Stored data entries:
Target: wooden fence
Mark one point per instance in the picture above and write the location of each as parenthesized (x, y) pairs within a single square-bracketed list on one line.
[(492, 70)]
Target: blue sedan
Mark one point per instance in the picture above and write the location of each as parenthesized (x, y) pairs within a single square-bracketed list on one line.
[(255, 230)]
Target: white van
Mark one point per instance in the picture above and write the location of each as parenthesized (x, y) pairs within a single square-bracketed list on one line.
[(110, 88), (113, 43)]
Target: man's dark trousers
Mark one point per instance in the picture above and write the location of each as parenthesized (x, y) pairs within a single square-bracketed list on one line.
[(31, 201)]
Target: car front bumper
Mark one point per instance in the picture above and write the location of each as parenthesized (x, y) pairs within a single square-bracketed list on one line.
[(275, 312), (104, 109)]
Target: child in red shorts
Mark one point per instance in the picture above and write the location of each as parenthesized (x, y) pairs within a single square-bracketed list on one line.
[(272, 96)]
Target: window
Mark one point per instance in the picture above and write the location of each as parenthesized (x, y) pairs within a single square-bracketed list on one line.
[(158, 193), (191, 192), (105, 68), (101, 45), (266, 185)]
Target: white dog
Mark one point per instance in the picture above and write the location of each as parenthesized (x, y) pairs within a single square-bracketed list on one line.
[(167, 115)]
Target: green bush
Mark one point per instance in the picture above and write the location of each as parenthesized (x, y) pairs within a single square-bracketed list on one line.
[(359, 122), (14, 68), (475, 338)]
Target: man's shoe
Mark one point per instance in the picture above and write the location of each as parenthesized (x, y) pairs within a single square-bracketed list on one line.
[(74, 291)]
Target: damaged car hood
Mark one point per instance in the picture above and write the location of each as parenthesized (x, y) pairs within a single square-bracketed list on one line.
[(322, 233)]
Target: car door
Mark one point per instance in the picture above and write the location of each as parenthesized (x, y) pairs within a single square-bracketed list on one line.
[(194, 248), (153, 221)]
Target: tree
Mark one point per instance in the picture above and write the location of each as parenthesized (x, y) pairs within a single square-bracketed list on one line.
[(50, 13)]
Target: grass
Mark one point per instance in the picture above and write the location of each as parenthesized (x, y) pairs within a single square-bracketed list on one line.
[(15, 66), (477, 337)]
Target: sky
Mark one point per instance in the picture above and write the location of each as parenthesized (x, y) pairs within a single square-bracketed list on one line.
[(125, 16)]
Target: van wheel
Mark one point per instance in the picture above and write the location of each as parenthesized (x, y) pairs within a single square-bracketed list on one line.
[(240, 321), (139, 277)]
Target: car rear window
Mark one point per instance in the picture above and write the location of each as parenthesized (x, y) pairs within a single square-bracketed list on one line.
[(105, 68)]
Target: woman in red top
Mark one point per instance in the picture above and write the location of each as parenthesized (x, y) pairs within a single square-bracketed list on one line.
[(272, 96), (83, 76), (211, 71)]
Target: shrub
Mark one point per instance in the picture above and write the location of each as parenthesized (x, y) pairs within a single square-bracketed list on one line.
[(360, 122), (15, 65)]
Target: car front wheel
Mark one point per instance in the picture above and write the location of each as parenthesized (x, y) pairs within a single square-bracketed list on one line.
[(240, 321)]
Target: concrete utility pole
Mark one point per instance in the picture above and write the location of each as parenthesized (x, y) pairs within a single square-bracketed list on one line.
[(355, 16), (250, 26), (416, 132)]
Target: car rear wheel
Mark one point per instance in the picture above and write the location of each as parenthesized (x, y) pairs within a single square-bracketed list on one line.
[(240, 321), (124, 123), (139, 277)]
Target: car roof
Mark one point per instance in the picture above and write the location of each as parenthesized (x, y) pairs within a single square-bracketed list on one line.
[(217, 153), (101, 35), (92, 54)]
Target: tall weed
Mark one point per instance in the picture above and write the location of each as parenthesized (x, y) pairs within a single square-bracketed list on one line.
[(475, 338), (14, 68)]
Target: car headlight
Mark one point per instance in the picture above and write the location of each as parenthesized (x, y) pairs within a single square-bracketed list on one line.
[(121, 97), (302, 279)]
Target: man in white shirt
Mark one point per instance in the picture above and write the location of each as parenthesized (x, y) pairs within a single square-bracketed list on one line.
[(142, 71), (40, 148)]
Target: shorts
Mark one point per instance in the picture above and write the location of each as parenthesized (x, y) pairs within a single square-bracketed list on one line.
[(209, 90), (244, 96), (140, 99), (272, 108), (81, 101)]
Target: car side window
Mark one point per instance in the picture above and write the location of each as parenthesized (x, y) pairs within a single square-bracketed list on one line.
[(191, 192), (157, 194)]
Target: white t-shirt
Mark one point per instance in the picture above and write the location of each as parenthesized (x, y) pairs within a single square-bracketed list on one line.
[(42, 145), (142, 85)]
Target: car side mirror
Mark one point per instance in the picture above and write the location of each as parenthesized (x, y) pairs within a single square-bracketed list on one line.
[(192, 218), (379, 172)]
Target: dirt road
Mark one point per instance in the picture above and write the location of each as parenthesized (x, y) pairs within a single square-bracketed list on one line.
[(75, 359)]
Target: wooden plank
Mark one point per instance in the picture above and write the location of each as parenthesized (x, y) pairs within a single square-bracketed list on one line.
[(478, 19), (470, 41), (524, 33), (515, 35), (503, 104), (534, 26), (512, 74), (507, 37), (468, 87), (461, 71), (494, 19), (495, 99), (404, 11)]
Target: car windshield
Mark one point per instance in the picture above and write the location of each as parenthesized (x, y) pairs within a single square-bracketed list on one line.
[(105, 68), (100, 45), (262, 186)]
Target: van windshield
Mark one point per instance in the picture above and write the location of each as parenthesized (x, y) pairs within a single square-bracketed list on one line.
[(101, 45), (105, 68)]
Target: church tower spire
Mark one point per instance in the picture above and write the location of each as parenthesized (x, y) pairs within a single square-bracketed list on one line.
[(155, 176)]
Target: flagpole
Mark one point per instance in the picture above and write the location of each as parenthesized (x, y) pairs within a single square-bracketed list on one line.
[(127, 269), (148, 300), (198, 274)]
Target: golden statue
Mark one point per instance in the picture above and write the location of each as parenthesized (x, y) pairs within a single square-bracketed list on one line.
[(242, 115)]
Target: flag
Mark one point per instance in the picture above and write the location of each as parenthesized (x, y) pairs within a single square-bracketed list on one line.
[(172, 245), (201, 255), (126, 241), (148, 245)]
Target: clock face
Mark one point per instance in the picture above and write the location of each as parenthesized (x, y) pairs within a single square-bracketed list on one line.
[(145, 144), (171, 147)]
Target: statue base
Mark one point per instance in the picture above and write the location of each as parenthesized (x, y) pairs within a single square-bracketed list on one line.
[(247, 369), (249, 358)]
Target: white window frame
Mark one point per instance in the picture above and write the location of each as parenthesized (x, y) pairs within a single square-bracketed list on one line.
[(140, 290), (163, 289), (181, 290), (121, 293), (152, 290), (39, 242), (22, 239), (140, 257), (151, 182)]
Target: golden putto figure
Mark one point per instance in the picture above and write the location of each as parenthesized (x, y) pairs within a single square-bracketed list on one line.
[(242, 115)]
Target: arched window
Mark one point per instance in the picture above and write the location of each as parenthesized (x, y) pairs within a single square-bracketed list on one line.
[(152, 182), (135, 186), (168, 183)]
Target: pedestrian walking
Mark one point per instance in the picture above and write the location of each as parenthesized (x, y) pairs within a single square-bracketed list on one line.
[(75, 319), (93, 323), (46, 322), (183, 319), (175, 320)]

* * *

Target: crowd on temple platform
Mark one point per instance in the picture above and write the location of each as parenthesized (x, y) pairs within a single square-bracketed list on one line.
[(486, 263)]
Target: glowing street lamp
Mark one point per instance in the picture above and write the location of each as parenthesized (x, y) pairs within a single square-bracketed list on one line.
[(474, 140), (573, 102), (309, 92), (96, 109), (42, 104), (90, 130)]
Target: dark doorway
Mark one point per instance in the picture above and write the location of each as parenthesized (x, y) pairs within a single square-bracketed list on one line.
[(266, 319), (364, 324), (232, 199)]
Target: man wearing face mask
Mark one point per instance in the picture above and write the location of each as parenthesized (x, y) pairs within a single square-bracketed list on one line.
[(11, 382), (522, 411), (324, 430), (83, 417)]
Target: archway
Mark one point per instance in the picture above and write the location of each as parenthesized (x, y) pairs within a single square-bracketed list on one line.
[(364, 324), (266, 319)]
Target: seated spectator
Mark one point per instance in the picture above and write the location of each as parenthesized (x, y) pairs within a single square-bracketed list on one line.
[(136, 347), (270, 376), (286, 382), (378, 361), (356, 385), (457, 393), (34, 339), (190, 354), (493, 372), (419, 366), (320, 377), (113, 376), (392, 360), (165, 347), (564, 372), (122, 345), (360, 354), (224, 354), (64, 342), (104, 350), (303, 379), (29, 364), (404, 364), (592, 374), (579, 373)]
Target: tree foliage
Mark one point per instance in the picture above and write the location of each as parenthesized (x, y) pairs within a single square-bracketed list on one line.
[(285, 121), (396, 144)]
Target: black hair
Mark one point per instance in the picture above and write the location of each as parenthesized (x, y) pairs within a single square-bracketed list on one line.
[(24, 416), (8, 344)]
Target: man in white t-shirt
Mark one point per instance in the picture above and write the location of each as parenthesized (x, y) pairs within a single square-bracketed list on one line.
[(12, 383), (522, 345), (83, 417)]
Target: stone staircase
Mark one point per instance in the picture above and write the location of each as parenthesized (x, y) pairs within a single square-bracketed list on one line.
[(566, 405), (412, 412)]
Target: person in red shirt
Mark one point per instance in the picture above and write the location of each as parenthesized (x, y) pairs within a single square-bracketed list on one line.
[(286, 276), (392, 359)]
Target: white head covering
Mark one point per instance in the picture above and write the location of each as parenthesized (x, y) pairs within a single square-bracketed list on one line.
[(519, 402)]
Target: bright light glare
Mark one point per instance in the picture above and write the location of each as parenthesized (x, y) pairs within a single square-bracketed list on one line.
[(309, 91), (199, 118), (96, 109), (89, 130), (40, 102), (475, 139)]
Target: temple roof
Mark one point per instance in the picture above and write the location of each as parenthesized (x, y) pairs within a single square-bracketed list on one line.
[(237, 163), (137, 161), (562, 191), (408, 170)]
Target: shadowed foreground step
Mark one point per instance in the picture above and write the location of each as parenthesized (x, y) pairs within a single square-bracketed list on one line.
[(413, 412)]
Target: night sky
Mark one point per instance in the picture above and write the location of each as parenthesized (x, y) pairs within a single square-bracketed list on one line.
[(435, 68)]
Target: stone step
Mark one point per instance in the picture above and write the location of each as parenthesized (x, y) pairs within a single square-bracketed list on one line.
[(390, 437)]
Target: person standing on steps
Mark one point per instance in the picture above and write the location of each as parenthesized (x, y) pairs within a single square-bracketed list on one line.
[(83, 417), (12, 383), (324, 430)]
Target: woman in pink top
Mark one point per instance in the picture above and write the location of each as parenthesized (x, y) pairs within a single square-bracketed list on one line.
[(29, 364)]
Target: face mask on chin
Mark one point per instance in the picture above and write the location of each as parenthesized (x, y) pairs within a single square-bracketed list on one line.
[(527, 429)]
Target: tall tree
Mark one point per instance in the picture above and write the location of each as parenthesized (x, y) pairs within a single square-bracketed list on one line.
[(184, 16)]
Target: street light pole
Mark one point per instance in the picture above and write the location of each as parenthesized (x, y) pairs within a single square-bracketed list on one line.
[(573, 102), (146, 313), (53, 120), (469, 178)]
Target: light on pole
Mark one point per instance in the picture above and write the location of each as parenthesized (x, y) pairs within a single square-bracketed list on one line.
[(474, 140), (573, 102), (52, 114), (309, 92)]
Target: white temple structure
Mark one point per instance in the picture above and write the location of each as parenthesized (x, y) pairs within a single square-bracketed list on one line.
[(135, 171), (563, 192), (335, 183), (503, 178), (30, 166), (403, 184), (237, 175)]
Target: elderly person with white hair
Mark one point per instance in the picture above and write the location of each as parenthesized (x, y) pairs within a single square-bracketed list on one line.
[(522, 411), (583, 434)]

§ **Problem description**:
Show every line in the entries above that contains the string "side". Case counts.

§ **Answer to this exercise**:
Target: car side window
Target: car side mirror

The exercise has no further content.